Extracted records:
* start *

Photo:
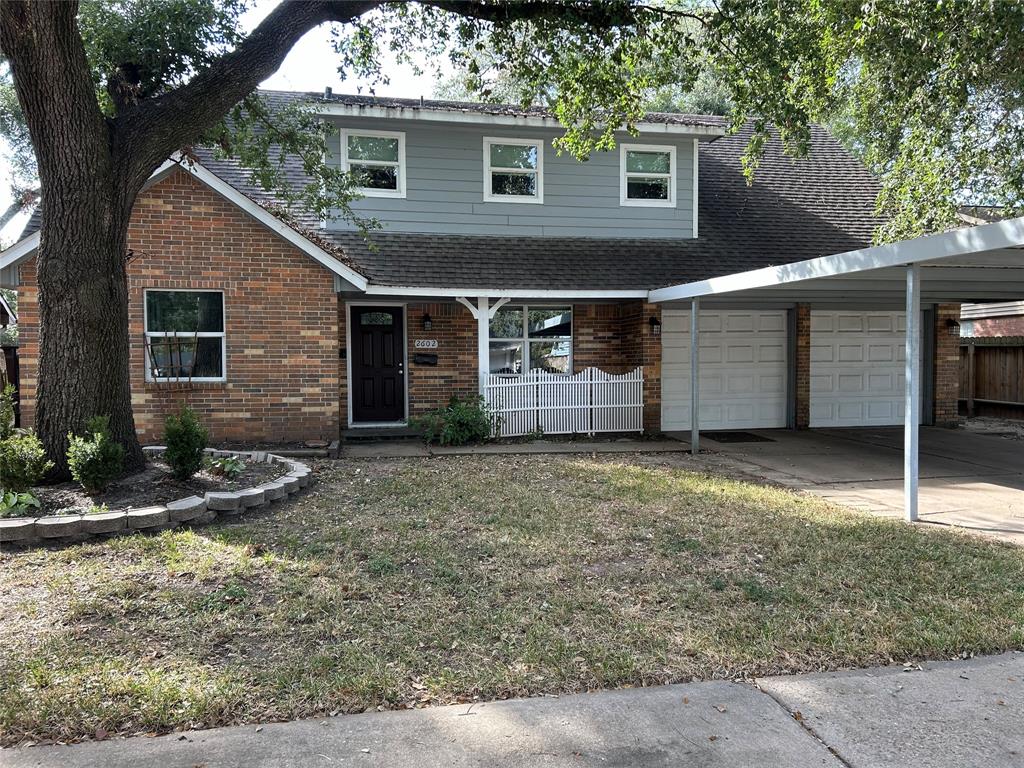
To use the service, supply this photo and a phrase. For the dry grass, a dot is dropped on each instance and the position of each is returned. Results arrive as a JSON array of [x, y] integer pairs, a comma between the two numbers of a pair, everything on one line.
[[403, 583]]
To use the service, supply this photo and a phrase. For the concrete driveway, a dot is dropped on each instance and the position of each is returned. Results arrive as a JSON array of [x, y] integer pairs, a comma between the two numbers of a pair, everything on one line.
[[967, 479]]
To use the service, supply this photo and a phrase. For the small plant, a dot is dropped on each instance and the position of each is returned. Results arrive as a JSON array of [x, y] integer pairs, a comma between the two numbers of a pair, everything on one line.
[[461, 422], [226, 466], [23, 461], [95, 459], [16, 505], [185, 439]]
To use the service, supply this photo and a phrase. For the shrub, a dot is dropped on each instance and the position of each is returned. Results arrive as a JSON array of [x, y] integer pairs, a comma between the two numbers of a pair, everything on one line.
[[461, 422], [184, 438], [23, 461], [95, 459], [226, 466], [17, 505]]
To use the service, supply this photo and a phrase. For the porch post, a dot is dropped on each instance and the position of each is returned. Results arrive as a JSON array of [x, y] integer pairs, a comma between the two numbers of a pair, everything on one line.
[[694, 376], [483, 339], [911, 409]]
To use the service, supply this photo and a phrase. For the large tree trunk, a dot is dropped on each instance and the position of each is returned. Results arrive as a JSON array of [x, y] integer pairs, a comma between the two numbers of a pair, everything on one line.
[[83, 326], [86, 203]]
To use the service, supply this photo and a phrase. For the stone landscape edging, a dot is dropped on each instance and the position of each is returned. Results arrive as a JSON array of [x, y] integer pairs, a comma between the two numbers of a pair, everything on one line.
[[193, 510]]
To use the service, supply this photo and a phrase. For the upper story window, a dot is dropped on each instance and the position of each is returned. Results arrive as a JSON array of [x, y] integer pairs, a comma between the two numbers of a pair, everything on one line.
[[377, 159], [513, 170], [184, 336], [647, 175]]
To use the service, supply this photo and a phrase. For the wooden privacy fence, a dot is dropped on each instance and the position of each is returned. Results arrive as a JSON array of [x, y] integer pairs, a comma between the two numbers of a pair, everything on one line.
[[555, 403], [992, 376]]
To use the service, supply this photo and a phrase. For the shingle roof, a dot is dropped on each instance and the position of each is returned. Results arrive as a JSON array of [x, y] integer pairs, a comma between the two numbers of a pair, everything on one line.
[[796, 209]]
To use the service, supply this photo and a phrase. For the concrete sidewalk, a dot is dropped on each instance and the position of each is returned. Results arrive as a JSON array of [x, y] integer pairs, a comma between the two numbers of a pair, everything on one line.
[[948, 714]]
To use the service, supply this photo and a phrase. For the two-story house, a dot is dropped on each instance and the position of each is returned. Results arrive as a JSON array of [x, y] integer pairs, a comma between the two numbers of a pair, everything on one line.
[[498, 256]]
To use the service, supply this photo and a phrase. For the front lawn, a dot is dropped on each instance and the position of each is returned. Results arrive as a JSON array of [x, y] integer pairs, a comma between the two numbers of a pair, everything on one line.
[[401, 583]]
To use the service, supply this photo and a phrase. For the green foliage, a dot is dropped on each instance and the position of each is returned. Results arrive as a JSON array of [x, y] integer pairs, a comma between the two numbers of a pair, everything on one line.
[[23, 461], [95, 459], [14, 504], [185, 438], [463, 421], [226, 466]]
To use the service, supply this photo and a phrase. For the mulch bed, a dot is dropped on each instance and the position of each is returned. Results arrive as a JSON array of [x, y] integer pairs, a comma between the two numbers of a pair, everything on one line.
[[151, 486]]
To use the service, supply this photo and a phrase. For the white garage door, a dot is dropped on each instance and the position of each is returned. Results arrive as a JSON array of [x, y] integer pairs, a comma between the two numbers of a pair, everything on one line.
[[857, 369], [742, 370]]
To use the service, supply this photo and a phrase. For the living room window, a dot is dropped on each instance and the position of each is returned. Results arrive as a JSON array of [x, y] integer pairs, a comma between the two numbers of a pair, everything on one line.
[[531, 338], [377, 160], [184, 336], [513, 170], [647, 175]]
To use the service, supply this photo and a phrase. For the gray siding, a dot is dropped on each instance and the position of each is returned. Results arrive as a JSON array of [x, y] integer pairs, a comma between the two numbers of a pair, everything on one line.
[[444, 188]]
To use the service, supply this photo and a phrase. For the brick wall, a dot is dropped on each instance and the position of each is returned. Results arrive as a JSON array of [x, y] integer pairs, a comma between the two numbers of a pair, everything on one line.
[[998, 326], [282, 332], [802, 315], [946, 367]]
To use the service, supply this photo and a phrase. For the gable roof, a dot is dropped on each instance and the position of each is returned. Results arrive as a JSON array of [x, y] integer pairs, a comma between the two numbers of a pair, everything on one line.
[[796, 209], [443, 110]]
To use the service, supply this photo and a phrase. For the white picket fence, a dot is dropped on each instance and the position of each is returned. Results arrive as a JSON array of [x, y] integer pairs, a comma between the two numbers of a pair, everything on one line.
[[555, 403]]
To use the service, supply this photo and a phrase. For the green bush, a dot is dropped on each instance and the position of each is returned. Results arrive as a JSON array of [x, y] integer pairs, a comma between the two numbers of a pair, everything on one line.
[[23, 461], [226, 466], [461, 422], [184, 438], [17, 505], [94, 458]]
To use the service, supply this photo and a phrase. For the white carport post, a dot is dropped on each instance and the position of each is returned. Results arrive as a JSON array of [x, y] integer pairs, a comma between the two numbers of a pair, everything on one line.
[[911, 410], [694, 376], [483, 312]]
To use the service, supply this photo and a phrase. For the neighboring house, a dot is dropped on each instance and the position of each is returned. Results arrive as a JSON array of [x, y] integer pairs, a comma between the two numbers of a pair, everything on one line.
[[500, 256]]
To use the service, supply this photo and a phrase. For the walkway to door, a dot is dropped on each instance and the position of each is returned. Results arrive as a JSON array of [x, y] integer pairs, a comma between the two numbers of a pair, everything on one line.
[[967, 479]]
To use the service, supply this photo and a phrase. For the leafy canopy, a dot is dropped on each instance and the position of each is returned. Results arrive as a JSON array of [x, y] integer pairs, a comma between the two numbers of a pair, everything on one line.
[[927, 91]]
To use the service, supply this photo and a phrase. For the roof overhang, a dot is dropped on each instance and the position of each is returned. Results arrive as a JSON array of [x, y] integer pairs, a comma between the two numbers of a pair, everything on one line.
[[973, 264], [503, 293], [497, 119], [13, 256]]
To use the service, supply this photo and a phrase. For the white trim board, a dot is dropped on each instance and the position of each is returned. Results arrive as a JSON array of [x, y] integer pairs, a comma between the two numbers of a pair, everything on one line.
[[480, 118], [22, 250], [1001, 235], [508, 293]]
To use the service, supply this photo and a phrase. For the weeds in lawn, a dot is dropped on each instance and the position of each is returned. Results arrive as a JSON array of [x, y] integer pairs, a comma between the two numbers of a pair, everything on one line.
[[406, 583]]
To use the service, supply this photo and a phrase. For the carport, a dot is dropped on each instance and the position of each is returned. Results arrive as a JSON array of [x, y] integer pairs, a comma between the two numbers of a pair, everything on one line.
[[972, 264]]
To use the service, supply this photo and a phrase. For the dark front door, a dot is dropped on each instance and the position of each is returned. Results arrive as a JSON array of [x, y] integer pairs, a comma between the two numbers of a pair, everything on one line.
[[378, 364]]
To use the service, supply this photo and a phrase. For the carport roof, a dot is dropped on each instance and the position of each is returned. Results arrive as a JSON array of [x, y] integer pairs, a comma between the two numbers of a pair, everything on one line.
[[973, 264]]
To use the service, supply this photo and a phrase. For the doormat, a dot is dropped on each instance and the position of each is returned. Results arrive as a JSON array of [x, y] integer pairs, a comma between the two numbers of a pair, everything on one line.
[[736, 437]]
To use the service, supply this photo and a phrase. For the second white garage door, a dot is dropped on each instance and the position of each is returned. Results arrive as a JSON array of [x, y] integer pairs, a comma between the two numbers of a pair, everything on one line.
[[742, 370], [857, 369]]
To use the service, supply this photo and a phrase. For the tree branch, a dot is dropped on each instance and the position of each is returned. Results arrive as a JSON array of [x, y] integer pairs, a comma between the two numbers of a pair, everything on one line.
[[145, 134]]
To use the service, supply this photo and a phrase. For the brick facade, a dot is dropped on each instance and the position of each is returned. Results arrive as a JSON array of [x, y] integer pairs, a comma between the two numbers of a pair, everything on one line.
[[1012, 326], [946, 367], [802, 379], [282, 334]]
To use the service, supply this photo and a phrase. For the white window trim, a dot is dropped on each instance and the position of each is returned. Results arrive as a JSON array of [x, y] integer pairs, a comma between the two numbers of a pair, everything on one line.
[[186, 334], [367, 192], [624, 176], [487, 169], [525, 338]]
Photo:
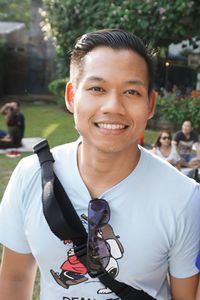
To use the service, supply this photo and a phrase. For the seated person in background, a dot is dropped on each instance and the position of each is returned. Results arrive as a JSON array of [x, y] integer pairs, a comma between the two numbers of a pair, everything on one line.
[[13, 137], [185, 140], [164, 148], [20, 118]]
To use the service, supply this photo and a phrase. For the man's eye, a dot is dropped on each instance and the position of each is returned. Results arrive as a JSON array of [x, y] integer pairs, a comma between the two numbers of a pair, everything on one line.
[[96, 89], [131, 92]]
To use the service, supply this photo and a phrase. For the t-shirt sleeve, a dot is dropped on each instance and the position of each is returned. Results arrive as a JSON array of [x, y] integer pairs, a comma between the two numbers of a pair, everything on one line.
[[186, 244], [12, 234]]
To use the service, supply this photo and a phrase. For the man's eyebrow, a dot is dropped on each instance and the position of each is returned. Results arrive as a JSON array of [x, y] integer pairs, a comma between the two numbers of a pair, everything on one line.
[[138, 82], [134, 81], [95, 78]]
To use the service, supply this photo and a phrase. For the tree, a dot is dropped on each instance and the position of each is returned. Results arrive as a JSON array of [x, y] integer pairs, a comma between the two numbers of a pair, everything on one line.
[[15, 10], [158, 22]]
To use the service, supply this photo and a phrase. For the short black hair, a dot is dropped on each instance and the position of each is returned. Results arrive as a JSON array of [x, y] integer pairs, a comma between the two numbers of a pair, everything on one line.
[[115, 39]]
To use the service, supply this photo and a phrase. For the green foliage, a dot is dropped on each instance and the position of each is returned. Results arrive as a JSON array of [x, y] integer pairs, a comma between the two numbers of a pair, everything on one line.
[[177, 110], [158, 22], [15, 10], [57, 88]]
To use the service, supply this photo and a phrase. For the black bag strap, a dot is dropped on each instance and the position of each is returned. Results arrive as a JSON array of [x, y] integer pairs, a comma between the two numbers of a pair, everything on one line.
[[65, 223]]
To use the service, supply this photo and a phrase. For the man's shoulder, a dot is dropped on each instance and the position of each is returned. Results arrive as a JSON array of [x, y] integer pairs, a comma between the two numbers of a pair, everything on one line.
[[64, 151], [179, 135]]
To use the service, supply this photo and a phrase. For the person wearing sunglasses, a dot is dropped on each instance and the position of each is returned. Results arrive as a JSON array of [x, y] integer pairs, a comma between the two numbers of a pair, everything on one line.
[[151, 207], [164, 148], [186, 139]]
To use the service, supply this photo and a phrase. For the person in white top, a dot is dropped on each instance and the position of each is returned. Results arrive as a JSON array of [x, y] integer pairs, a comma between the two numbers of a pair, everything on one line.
[[153, 226], [164, 148]]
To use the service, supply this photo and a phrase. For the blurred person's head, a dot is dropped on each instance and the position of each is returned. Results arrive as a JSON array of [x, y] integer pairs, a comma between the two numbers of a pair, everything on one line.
[[187, 127], [164, 138]]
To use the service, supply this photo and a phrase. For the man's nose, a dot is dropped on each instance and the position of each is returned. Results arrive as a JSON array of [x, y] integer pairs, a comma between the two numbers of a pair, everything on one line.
[[113, 103]]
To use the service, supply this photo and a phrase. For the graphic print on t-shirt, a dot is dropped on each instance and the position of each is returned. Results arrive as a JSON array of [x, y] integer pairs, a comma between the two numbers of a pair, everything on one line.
[[73, 272]]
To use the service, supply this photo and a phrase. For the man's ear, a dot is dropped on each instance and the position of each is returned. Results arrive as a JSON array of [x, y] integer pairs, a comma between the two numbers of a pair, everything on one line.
[[152, 103], [69, 97]]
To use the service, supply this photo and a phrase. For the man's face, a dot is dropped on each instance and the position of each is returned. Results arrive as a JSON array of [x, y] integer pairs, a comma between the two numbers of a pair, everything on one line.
[[111, 104], [186, 127]]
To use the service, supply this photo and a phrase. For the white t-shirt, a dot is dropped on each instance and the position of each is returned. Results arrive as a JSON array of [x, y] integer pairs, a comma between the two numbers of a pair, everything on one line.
[[173, 156], [154, 212]]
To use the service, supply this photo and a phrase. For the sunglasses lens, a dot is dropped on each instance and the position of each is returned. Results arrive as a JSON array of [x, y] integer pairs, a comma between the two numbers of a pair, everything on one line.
[[98, 212], [97, 250]]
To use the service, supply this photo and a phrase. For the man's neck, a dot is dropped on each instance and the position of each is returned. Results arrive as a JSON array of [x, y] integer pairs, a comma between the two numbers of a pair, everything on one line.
[[100, 171]]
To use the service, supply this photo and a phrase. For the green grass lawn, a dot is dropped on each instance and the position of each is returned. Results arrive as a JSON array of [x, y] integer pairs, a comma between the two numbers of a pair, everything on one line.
[[51, 122]]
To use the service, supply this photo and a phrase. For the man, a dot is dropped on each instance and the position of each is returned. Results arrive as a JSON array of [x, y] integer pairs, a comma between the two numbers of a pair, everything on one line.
[[185, 139], [154, 209]]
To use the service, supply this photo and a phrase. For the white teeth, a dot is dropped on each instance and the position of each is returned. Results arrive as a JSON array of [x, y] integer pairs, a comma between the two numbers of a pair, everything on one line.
[[111, 126]]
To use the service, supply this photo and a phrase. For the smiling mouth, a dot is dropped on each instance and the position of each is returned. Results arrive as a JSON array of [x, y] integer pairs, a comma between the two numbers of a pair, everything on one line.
[[110, 126]]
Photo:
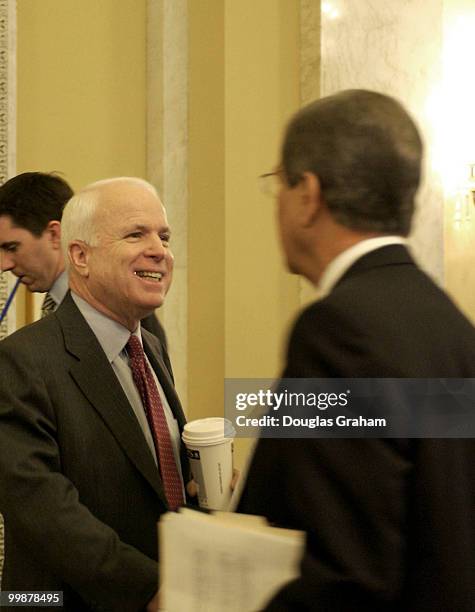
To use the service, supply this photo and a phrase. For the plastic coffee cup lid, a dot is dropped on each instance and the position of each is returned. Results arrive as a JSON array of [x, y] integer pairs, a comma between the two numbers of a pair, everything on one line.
[[213, 430]]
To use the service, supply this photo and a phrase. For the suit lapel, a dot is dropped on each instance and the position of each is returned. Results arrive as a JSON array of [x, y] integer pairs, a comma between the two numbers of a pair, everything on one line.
[[95, 377]]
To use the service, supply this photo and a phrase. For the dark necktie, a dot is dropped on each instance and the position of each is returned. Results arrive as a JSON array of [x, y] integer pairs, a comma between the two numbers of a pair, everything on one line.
[[48, 305], [145, 383]]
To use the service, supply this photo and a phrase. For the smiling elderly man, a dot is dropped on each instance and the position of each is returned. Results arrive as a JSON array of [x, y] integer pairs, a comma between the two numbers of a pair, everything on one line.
[[90, 452]]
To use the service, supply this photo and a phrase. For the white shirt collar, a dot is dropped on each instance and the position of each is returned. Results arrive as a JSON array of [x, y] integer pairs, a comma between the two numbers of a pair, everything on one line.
[[112, 336], [59, 288], [342, 262]]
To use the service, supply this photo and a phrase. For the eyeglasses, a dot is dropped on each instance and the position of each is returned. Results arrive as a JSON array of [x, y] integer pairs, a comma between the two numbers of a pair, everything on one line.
[[270, 183]]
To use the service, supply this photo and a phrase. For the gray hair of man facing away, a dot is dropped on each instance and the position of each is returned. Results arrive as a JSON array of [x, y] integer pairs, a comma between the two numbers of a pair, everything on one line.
[[366, 152], [79, 215]]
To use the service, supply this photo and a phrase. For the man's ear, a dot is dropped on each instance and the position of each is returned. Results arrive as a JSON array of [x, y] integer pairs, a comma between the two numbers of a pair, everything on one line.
[[78, 252], [53, 229], [310, 201]]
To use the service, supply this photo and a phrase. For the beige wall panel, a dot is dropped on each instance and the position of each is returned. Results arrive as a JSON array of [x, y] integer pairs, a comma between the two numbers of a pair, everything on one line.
[[261, 92], [206, 209], [81, 87]]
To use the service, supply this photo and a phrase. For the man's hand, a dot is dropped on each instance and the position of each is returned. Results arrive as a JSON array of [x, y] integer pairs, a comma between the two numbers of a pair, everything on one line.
[[192, 487]]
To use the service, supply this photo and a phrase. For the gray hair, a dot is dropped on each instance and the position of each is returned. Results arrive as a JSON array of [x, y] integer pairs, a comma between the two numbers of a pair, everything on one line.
[[79, 215], [366, 151]]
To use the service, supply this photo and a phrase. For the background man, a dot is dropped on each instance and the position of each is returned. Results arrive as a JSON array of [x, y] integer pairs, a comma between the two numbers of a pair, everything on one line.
[[390, 523], [90, 452], [31, 207]]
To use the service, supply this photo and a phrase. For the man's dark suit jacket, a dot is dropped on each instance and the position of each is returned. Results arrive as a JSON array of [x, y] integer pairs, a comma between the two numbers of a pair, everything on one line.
[[79, 489], [390, 523]]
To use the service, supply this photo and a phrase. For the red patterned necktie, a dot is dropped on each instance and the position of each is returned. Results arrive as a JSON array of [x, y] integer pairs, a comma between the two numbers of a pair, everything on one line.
[[145, 383]]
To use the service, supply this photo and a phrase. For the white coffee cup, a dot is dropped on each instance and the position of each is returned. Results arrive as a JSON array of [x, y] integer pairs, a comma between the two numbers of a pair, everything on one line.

* end *

Take the records from the line with "the tree, a" up to and including the line with "[[64, 151], [179, 135]]". Switch "a dot" to "a pin" and write only those lines out again, leaving the rest of each line the same.

_Reply to the exercise_.
To use the service, supply this photo and a phrase. For the tree, a pin is dropped on each instance and the position of each is returned. Results arrive as a JSON array of [x, y] integer pairs, a comma between the two numbers of a pair, everything on one line.
[[15, 10], [158, 22]]
To use the service, supply this photo and a phrase. For the short black hair, a pin is dropped on each instance and the position of each is returned. Results arrive as a JSON array of [x, y] integer pairs, a comma between the two numbers of a pair, everything on one line.
[[115, 39]]
To use the service, supply this photo and a phrase. For the green foliage, a pin is dropped on each instance and the position of each is returned. Results arrive as a JSON array of [x, y] integer pairs, a comma between the two numbers of a pair, everything on one line.
[[177, 110], [158, 22], [15, 10], [57, 88]]
To use the service, supply this photo and a phrase. For the black bag strap, a pin is dropped on each instance and the position of each is returned. Results arrive as a JSON array of [x, y] integer pairs, a comma between the two numbers of a pair, everything on one line.
[[65, 223]]
To use the service, supply this photo and a phrase. For the man's shoulder, a pin is dropped on each instance and the position of each is returned. Results arrive as a JSON array of [x, y] integer pairs, a comma between the two numbers of a pair, everything on one line.
[[64, 151], [179, 135]]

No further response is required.